In a statement, the Belfast trust confirmed that the waiting time to see a consultant was approximately 45 weeks.

“The target we have agreed, and are working to from 1 April 2013, is 15 weeks for adult ENT from receipt of GP referral for a new routine referral,” it said.

“However urgent referrals are seen within six weeks from receipt of GP referral or within a week if referred to the Rapid Access Clinic.

“Under the targets, no-one waits longer than 30 weeks for treatment.”

The trust apologised to anyone who had had to wait for an ENT outpatient appointment.

The clinical director of ENT at the Belfast Trust, Dr Joe Toner, claimed patients waiting 45 weeks for treatment was unusual and that 35 weeks was a fairer reflection of waiting times.

He also said that some NHS consultants were being paid to carry out ENT procedures in private clinics in a bid to lower the waiting lists.

“We are referring significant numbers,” he said.

★ ★ ★ ★ ★

• **TASKS TO CARRY OUT**:
**a.** According to the ENT waiting times excerpt, what waiting time to see a consultant did the Belfast trust confirm?
**b.** In the ENT waiting times excerpt, replace "clinical director" with "medical director" in the part that opens with the words containing "The trust apologised" and closes with "of waiting times.", and write out that part.
The data below is separate material and is not part of the ENT waiting times excerpt.

★ ★ ★ ★ ★

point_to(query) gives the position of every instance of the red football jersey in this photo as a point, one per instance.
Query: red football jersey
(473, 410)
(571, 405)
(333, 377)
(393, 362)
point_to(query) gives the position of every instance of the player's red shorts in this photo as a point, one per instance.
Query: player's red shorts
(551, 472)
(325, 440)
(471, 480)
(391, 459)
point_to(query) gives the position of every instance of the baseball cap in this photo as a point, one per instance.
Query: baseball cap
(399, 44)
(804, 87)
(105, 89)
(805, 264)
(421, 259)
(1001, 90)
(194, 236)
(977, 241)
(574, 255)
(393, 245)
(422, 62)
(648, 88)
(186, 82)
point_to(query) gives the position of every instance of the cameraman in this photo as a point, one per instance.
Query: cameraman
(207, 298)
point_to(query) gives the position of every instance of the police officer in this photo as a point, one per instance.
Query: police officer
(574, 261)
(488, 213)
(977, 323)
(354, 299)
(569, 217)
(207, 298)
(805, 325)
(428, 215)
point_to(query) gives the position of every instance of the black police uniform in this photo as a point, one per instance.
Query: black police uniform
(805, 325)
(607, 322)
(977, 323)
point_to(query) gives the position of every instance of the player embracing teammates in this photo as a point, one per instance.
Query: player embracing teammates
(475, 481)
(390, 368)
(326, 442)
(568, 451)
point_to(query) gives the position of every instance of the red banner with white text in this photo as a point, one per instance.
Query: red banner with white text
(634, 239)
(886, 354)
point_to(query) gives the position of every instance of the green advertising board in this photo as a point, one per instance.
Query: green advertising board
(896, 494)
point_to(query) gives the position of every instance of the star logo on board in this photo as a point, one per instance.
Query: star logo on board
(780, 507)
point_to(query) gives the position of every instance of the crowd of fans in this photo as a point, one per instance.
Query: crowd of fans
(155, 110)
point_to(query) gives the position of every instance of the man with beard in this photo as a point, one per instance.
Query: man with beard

★ ★ ★ ★ ★

• **OUTPUTS BY TASK**:
**a.** Approximately 45 weeks.

**b.**
The trust apologised to anyone who had had to wait for an ENT outpatient appointment.

The medical director of ENT at the Belfast Trust, Dr Joe Toner, claimed patients waiting 45 weeks for treatment was unusual and that 35 weeks was a fairer reflection of waiting times.